→ **Problem description**
Find the lines in the records that carry the word "below". Copy each one.

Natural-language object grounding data
● ● ● ● ●

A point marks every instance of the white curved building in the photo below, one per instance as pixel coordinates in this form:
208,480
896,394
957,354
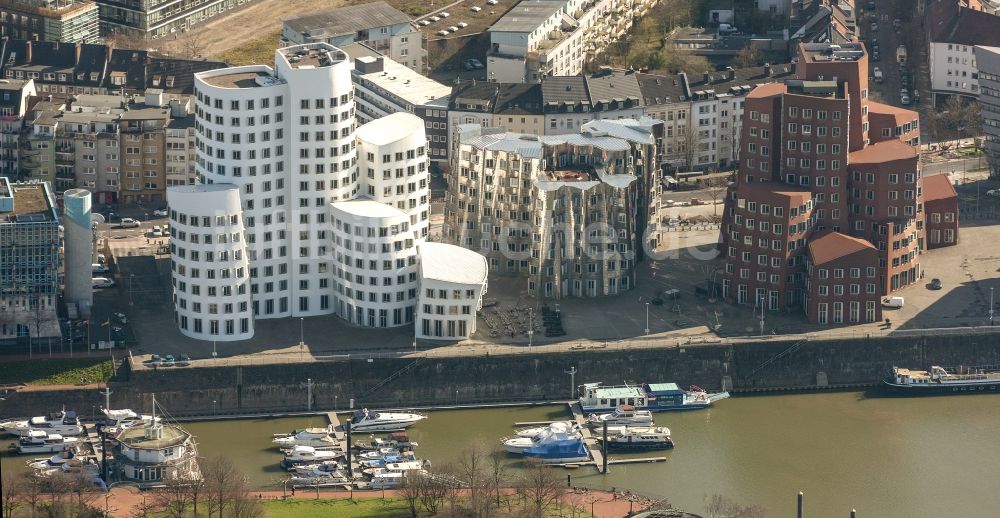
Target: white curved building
393,152
285,136
452,284
376,263
210,267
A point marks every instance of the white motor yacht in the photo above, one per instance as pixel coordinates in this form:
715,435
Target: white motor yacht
64,423
38,441
624,415
365,421
319,438
554,432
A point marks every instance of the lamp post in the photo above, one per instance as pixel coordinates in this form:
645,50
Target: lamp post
647,318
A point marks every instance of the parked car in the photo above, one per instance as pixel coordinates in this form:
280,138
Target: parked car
101,282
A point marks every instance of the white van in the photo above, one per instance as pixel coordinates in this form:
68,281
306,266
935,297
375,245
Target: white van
892,302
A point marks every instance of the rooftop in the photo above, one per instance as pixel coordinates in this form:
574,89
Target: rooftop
885,151
834,245
171,436
527,15
391,128
404,82
938,187
450,263
347,20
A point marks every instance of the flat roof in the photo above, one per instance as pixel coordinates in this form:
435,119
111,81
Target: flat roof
347,20
527,15
405,82
450,263
391,128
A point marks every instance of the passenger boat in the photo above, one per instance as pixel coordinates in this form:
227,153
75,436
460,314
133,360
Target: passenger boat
365,421
655,397
624,415
554,432
641,438
64,423
319,438
939,381
38,441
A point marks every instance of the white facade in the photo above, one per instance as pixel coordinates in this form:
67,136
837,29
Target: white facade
286,138
210,268
953,69
394,155
453,282
376,256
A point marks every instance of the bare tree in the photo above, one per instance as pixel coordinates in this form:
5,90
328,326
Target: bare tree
540,487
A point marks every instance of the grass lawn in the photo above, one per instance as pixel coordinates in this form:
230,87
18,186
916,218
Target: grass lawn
56,372
339,507
259,51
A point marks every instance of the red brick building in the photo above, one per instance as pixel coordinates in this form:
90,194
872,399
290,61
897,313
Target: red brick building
941,206
845,173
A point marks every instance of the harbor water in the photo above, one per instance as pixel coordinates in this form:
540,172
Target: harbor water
884,457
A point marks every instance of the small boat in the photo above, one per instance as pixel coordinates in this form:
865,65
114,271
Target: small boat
64,423
537,430
365,421
655,397
307,455
624,415
319,438
554,432
941,381
641,438
564,451
38,441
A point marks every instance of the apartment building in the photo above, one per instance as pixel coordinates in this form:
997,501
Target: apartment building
383,87
378,25
540,38
567,214
988,70
154,19
328,215
14,96
29,260
954,30
67,21
820,168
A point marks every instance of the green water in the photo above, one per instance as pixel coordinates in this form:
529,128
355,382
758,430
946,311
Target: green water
922,457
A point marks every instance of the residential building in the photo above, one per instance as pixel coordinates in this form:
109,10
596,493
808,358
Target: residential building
14,96
453,282
988,69
377,25
29,260
63,69
954,30
67,21
331,213
383,87
536,207
941,206
540,38
819,161
154,20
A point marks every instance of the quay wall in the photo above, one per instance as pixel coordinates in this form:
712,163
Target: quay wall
777,364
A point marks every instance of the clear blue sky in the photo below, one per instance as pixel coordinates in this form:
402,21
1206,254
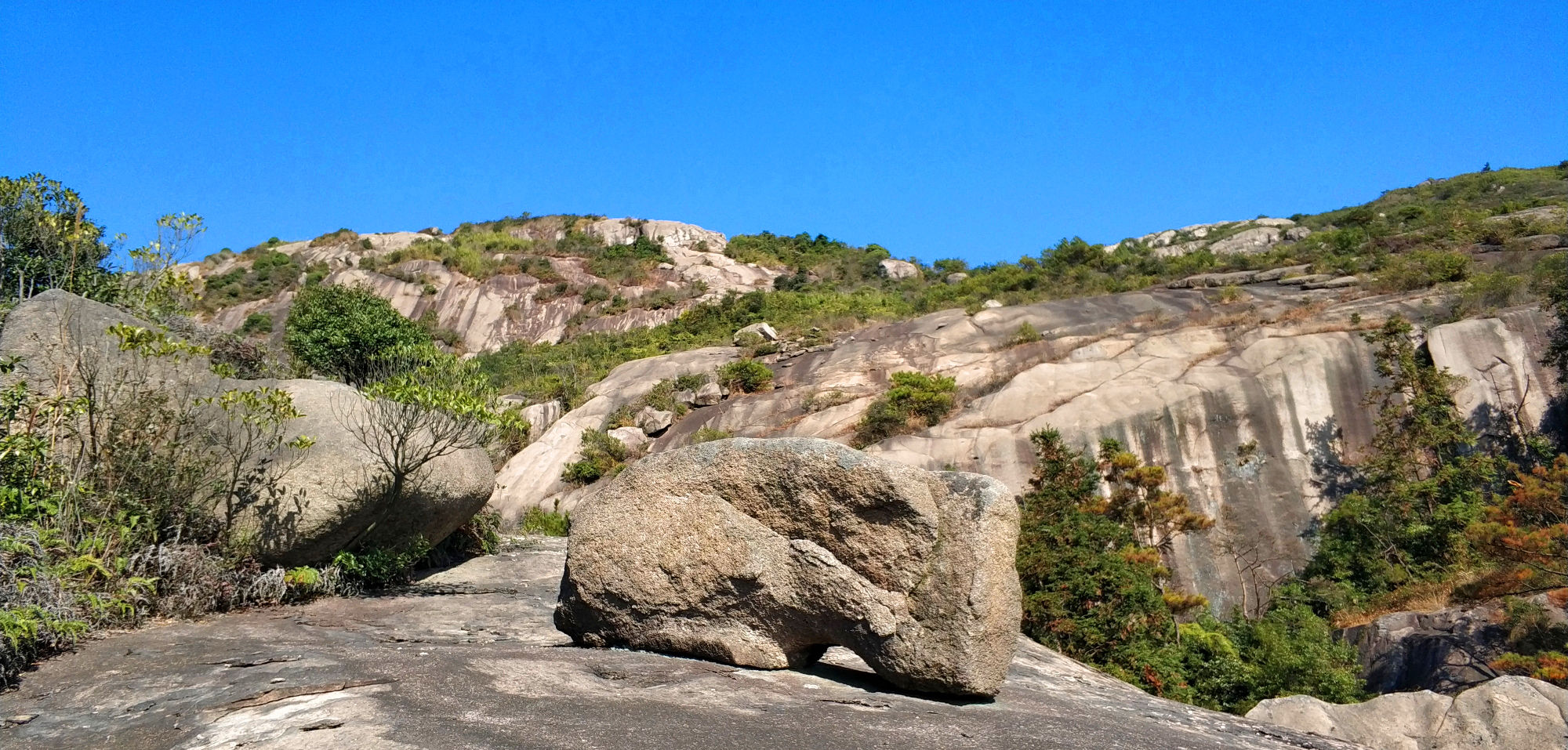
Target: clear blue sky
979,131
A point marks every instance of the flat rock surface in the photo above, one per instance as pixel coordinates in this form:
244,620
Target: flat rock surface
468,659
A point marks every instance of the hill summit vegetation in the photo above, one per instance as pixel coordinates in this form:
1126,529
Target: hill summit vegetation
1436,509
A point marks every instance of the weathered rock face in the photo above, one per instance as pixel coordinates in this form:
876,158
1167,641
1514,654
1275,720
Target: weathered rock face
1225,237
899,269
468,658
534,476
1255,415
1446,651
766,553
492,313
1509,712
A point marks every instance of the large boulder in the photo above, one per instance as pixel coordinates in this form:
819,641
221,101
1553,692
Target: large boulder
763,553
1508,712
899,269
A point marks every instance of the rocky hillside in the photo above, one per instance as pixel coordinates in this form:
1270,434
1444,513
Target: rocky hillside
1227,352
1254,405
468,658
492,284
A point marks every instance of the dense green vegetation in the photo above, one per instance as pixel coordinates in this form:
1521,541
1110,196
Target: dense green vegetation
915,402
1097,590
120,490
347,332
48,242
1440,515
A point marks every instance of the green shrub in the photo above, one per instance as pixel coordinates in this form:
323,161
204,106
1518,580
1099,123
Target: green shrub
346,332
270,272
339,237
258,322
1025,335
1095,593
915,400
481,535
1423,269
601,457
545,523
382,567
746,375
662,397
708,435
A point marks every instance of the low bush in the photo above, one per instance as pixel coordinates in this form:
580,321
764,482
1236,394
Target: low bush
258,322
479,537
601,457
916,400
746,375
545,523
1423,269
708,435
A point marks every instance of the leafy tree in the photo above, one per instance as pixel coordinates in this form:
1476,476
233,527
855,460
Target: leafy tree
601,457
1528,529
347,333
48,242
1425,482
1089,590
1139,499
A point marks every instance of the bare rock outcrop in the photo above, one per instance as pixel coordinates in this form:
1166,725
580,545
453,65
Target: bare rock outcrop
1509,712
1257,421
468,658
899,269
515,306
766,553
534,476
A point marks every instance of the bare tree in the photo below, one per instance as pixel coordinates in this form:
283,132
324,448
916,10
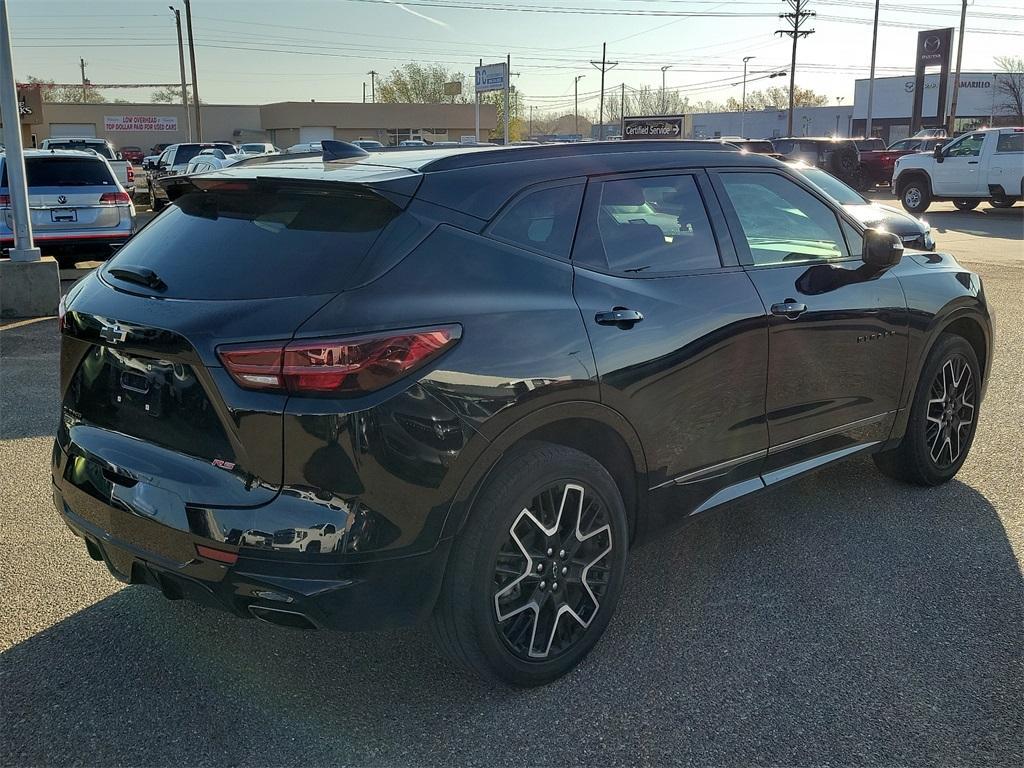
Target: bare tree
1010,86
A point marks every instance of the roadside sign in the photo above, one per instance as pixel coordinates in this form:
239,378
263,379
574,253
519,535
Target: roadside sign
660,127
492,78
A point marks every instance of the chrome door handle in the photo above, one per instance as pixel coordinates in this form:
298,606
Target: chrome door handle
788,308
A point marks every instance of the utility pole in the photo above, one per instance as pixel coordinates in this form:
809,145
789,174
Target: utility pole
576,100
604,65
23,249
796,19
951,129
742,105
870,77
181,70
192,60
373,85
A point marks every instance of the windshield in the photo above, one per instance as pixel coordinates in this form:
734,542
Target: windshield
832,186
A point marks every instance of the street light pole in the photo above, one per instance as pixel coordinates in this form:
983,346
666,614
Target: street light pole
576,100
181,70
742,108
192,59
960,56
17,188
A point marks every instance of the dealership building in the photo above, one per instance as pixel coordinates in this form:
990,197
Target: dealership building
284,123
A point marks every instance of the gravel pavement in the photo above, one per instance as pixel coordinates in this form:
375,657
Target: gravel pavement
843,620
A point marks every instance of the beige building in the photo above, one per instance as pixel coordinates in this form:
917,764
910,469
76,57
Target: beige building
285,123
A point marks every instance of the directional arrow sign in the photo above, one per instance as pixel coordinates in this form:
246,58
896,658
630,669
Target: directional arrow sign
662,127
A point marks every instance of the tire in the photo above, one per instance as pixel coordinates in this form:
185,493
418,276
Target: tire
915,195
927,455
482,620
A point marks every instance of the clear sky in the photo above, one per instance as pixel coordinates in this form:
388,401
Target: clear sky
253,51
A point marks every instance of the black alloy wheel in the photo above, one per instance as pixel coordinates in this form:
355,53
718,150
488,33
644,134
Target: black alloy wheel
535,576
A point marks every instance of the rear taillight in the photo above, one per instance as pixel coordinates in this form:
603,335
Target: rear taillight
114,199
336,368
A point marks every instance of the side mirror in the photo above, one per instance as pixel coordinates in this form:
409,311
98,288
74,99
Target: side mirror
882,249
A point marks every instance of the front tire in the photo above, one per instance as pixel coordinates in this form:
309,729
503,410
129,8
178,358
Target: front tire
966,205
915,196
943,417
536,573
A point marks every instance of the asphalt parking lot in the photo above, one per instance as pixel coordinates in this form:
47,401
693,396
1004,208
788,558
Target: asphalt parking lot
841,620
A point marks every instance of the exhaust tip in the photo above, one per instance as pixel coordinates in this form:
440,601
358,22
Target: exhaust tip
281,617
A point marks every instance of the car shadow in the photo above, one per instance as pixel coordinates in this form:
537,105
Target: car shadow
845,619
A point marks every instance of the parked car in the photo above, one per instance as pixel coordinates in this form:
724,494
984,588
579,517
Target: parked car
133,155
914,232
76,203
506,386
877,165
258,147
173,161
984,165
122,168
304,146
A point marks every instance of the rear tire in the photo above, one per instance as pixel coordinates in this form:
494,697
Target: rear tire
966,205
915,196
943,417
524,597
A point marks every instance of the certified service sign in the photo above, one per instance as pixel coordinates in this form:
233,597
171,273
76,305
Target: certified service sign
665,126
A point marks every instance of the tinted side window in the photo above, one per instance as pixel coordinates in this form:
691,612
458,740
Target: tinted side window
655,224
1011,141
543,220
781,221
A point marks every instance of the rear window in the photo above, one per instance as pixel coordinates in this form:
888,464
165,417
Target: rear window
97,146
1011,141
249,245
57,171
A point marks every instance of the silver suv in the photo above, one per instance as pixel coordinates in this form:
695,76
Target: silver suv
75,202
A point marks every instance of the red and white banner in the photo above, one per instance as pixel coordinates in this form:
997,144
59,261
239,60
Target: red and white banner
140,123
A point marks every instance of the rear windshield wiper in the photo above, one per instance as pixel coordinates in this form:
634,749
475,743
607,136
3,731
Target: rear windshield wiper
139,275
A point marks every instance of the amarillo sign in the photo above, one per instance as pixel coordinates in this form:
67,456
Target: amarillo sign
665,126
140,123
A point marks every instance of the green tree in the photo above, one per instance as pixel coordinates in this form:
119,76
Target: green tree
1010,86
67,94
415,83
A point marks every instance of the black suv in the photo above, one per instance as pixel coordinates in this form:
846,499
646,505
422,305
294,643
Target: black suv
458,385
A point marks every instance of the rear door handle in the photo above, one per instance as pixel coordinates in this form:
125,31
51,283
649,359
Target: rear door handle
788,308
620,316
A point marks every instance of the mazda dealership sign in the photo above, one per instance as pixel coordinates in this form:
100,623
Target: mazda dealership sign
662,126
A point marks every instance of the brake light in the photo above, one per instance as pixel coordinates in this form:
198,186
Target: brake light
114,199
336,367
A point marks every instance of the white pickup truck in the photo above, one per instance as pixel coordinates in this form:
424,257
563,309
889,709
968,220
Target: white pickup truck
123,170
982,165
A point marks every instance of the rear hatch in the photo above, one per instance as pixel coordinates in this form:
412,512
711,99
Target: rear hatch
145,396
70,193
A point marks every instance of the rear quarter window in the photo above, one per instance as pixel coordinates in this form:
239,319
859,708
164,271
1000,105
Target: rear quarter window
1011,141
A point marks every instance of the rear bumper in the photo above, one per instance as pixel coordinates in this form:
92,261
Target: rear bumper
326,591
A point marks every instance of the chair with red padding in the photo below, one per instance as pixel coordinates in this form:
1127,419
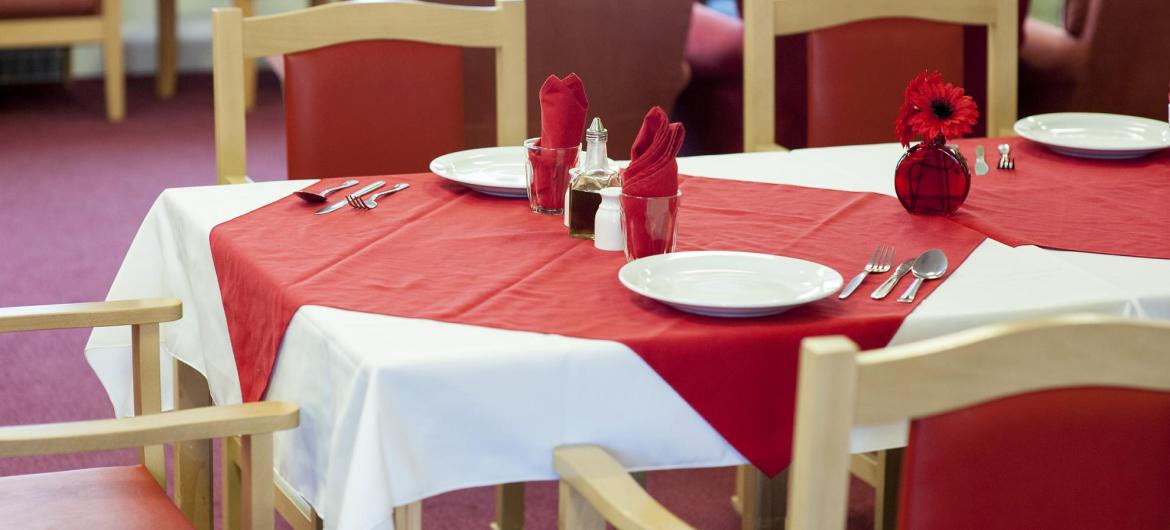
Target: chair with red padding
1052,424
370,88
833,87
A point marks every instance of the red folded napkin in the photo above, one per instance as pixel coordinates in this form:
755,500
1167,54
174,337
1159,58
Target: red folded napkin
563,109
653,170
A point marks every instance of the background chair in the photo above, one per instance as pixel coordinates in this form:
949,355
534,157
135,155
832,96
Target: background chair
838,110
871,57
135,496
166,78
349,111
28,23
1108,56
1057,424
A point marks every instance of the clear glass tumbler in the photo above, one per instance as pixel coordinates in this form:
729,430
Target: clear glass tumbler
651,224
548,176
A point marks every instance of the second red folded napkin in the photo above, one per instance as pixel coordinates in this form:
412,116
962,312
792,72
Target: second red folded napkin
563,109
653,170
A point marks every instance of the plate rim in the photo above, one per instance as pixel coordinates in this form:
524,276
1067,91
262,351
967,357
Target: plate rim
434,167
673,301
1026,132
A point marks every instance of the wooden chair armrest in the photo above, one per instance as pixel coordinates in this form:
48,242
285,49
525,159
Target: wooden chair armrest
90,315
611,490
149,429
773,146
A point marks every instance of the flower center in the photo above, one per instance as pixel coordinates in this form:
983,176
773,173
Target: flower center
942,109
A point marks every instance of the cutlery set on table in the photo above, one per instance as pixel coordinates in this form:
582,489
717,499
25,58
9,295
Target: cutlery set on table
353,200
930,265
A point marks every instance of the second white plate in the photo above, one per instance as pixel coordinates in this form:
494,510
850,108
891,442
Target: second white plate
729,283
1092,135
495,171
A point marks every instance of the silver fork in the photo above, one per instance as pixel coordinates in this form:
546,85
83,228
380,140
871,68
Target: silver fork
372,201
880,261
1005,159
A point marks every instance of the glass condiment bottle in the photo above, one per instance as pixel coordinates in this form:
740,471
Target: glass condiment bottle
587,181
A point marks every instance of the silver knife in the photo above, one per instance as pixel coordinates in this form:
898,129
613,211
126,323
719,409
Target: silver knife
357,193
888,284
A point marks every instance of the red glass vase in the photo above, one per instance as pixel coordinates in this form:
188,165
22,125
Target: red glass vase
933,178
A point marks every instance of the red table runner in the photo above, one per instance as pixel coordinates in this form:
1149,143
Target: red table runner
444,253
1071,204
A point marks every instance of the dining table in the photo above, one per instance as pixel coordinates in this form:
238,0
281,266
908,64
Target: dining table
396,410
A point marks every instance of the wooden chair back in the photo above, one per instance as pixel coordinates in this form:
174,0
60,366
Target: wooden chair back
840,387
236,40
764,20
23,26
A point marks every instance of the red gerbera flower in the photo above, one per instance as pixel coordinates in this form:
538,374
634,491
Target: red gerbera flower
933,108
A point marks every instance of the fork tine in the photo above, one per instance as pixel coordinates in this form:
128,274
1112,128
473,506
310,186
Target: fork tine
873,257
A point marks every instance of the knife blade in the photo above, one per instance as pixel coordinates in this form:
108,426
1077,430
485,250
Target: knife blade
888,284
342,202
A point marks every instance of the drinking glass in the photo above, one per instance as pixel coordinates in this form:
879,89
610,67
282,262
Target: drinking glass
548,176
651,224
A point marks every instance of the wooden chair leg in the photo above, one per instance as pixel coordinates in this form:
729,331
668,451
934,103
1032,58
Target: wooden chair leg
232,483
300,515
886,489
112,60
247,8
256,482
575,513
509,507
408,517
737,497
193,459
166,78
763,500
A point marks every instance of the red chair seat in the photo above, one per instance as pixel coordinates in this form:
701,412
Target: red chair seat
116,497
38,8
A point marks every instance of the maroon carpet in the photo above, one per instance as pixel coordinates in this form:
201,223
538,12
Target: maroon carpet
80,187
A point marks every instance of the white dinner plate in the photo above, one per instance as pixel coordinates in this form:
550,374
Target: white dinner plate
495,171
729,283
1091,135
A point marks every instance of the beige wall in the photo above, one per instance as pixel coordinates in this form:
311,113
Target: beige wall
139,31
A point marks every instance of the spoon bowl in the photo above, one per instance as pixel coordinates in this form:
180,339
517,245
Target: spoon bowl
310,197
931,265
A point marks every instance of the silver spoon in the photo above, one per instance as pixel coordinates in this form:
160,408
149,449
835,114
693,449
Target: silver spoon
931,265
310,197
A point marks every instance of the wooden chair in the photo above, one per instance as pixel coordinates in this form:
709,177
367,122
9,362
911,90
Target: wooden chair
131,497
1044,424
238,39
166,78
45,23
768,19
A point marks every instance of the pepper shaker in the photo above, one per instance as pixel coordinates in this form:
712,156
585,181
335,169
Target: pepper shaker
607,233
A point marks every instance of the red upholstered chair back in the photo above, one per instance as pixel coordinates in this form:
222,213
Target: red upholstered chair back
844,84
1064,459
372,108
1053,424
628,53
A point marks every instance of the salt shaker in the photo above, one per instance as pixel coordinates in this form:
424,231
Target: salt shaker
607,222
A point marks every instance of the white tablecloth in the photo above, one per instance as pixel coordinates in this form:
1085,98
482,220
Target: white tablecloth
396,410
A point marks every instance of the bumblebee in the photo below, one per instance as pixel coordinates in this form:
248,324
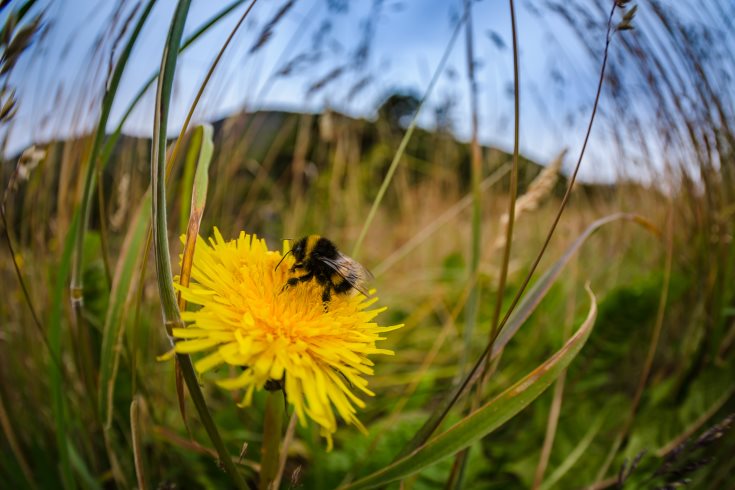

● ● ● ● ●

→ **Solution**
A point marks every instance of the white curved building in the photo below, one per instance as pixel coordinates in this form:
A point marks every instance of the clear blue sky in the photo below, one per instance as pixel coordinates in this form:
A point marks every instance of the bare tree in the photo below, one per instance as pixel coordinates in this form:
A point marks every instance of the chair with red padding in the photo below, one per instance as pixel coordinates in this form:
A point marks every instance of the bumblebee in the photo below, one per instance as pixel coordinates in this form:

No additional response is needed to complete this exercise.